:: Passage shown

What is EI and why is it important? Confusion still abates about what is EI, in my coaching I define it as an intelligent system for the processing of emotional information. So EI cuts across the cognitive and emotional systems.

All good coaches use some form of EI in their work and ‘awaken’ the EI of their clients. I prefer to use the following 5 broad subtypes in explaining EI. Each of these components is broken into various subcomponents.

  • The first is intrapersonal intelligence, which is composed of emotional self-awareness, assertiveness, self-regard, self-actualization, and independence.
  • The second is interpersonal intelligence, which comprises empathy, interpersonal relationship, and social responsibility.
  • The third construct is adaptability, which divides into problem solving, reality testing, and flexibility.
  • Fourth is stress management, which comprises stress tolerance and impulse control.
  • The fifth contains measures of general mood, which is composed of happiness and optimism.

So if the above 5 traits do not convince you about the value of EI – what about this – – Emotion is the power that CONNECTS human beings to everything they CARE about! Emotions are among the primary determinants of behavior and achievement at work, impacting upon individual productivity, satisfaction, well being, and social climate.

::::

## [Goal A]
Rewrite the records starting at the line containing "point: rear wheel" and ending at the end of the records, with "rear wheel" replaced by "back wheel" and nothing else changed.
The passage on emotional intelligence and the records have nothing to do with each other.

:: Supplied material

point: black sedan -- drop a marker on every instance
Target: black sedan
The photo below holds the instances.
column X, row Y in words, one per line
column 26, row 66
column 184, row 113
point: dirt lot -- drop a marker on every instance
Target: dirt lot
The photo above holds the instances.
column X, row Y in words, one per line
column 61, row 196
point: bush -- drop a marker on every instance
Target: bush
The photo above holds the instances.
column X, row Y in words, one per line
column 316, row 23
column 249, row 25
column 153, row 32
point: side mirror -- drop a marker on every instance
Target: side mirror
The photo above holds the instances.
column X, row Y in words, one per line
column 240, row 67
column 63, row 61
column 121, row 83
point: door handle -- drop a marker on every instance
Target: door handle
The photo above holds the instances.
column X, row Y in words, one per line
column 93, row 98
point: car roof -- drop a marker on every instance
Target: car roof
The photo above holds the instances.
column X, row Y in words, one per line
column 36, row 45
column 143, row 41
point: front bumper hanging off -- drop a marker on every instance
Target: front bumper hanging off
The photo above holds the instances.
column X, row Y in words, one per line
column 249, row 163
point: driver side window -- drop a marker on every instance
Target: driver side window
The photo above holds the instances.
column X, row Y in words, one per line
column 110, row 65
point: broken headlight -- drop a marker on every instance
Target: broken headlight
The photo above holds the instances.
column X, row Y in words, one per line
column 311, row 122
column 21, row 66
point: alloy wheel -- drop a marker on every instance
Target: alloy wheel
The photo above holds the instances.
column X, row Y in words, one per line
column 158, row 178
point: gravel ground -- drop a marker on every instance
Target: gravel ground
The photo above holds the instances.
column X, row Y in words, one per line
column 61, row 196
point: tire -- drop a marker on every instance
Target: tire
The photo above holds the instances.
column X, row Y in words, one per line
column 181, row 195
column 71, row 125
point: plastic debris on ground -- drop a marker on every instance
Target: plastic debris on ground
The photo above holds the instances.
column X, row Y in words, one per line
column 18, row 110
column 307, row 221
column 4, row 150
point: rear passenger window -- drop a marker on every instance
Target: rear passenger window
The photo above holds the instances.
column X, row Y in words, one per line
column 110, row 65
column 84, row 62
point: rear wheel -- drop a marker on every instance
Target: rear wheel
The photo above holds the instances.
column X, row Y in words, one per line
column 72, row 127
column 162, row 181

::::

## [Goal B]
Could you write out the passage on emotional intelligence in full, word for word?

## [Problem solution A]
point: back wheel -- drop a marker on every instance
Target: back wheel
The photo above holds the instances.
column X, row Y in words, one per line
column 72, row 127
column 162, row 181

## [Problem solution B]
What is EI and why is it important? Confusion still abates about what is EI, in my coaching I define it as an intelligent system for the processing of emotional information. So EI cuts across the cognitive and emotional systems.

All good coaches use some form of EI in their work and ‘awaken’ the EI of their clients. I prefer to use the following 5 broad subtypes in explaining EI. Each of these components is broken into various subcomponents.

  • The first is intrapersonal intelligence, which is composed of emotional self-awareness, assertiveness, self-regard, self-actualization, and independence.
  • The second is interpersonal intelligence, which comprises empathy, interpersonal relationship, and social responsibility.
  • The third construct is adaptability, which divides into problem solving, reality testing, and flexibility.
  • Fourth is stress management, which comprises stress tolerance and impulse control.
  • The fifth contains measures of general mood, which is composed of happiness and optimism.

So if the above 5 traits do not convince you about the value of EI – what about this – – Emotion is the power that CONNECTS human beings to everything they CARE about! Emotions are among the primary determinants of behavior and achievement at work, impacting upon individual productivity, satisfaction, well being, and social climate.